>> START PROVIDED INFORMATION

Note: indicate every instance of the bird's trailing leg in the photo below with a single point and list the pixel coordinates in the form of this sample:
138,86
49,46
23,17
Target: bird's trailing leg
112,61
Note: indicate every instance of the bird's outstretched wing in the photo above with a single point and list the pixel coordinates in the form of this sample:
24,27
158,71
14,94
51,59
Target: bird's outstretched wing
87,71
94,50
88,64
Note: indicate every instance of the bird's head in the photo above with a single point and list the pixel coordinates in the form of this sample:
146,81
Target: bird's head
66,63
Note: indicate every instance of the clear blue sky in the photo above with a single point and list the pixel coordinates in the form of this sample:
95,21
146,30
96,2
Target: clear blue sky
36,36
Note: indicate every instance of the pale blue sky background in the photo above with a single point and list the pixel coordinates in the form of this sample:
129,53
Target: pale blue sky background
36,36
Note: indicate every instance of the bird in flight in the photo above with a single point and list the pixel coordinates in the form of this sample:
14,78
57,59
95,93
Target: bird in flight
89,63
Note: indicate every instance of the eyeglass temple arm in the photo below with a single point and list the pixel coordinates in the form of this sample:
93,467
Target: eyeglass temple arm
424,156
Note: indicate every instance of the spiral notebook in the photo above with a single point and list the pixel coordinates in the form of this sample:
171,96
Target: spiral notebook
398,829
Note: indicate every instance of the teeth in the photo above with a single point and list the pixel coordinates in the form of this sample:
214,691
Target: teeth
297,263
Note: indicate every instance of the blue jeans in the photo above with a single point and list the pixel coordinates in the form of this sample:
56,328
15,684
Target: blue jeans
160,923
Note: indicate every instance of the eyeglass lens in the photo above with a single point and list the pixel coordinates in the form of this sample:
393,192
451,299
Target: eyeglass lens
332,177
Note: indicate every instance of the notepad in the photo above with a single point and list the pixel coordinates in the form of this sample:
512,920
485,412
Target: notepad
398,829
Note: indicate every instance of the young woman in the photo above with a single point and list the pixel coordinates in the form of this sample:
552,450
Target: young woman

>> END PROVIDED INFORMATION

WORK TO DO: Write out every line of the material above, keeping each word and number unchanged.

SOLUTION:
Note: indicate every instance of the bird's trailing leg in the photo below with a single point and list the pixel coordinates in the form of this sample:
138,86
49,46
23,17
Target: bird's trailing leg
112,61
Note: indicate every instance of the bird's outstretched wing in the photo above with a single point and list the pixel coordinates in the form of this sample:
24,27
158,71
14,94
51,59
Target: bird's outstretched wing
87,71
94,50
88,64
Note: indicate every instance of the bird's head in the photo above with a single point and list the pixel coordinates in the form of this sample:
146,81
Target: bird's head
66,63
Note: indicate every instance of the clear blue sky in the photo above with a single point and list the pixel coordinates in the form of this sample:
95,21
146,30
96,2
Target: clear blue sky
36,36
Note: indicate every instance of the pale blue sky background in the photo above with a single point and list the pixel coordinates in the form of this sample:
129,53
Target: pale blue sky background
36,36
Note: indicate every instance of the bird in flight in the photo above with a single point and list the pixel coordinates in the form of this sample:
14,78
57,59
95,93
Target: bird in flight
89,63
Note: indicate every instance of the eyeglass temple arm in the photo below with a single point and list the pixel coordinates in the form of this sample:
93,467
Target: eyeglass temple arm
424,156
Note: indicate every instance of the spiral notebook in the photo above with a single point and list the pixel coordinates in the form of this sample:
171,96
Target: spiral notebook
398,829
Note: indicate every instance of the teeth in the photo above with a single point and list the pixel coordinates in the form of this sample:
214,691
Target: teeth
297,263
Note: indicate every instance of the blue jeans in the photo above with a single point and list the pixel coordinates in the form of this sample:
56,328
15,684
Target: blue jeans
160,923
Note: indicate every instance of the eyeglass lens in the photo above with a single point and list the pixel coordinates in the form of this sample:
393,192
451,299
Target: eyeglass lens
332,177
Note: indicate every instance of the notepad in the photo above with a single point and list the pixel coordinates in the form of this sample:
512,920
485,412
Target: notepad
398,829
Note: indicate every instance of the young woman in the photo above with a single point and list the pixel coordinates in the form of this sample:
552,450
Target: young woman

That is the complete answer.